**Instructions to follow:**
In the comment on school procurement below, what does the writer identify as the source of the main problems in the Bradford Schools project?

**Article:**
>>>
Apparently it's like buying schools at Costco...


Wild English Rose said...

This may be of interest (PFI & PPP are roughly speaking UK equivalents of P3),,1052085,00.html

I did a study of the Bradford Schools project when I was a student and interviewed some of the key parties - Headteachers, Architects, Contractors etc. The main problems stemmed from inadequate specification - meaning that the council/schools were expecting to receive facilities & build quality that they had not stated in the original tender documentation and that was not therefore included by the contractors in the price. The result is either a massive bill for additional items or a low grade product. Under traditional procurement methods the price would not be fixed until a later stage in the design process when the client has had the chance to receive expert advice from architects/engineers and the design is much further advanced.

PFI/PPP/P3 can work very well for projects that can be clearly and comprehensively specified - e.g. a 4 lane highway from A to B complying will all national standards, but it is a less effective procurement for non-expert clients such as school boards.
<<<
**Information shown:**
>>>
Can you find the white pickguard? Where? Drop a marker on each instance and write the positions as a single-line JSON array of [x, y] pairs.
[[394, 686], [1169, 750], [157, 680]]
<<<
**Reply:**
Inadequate specification.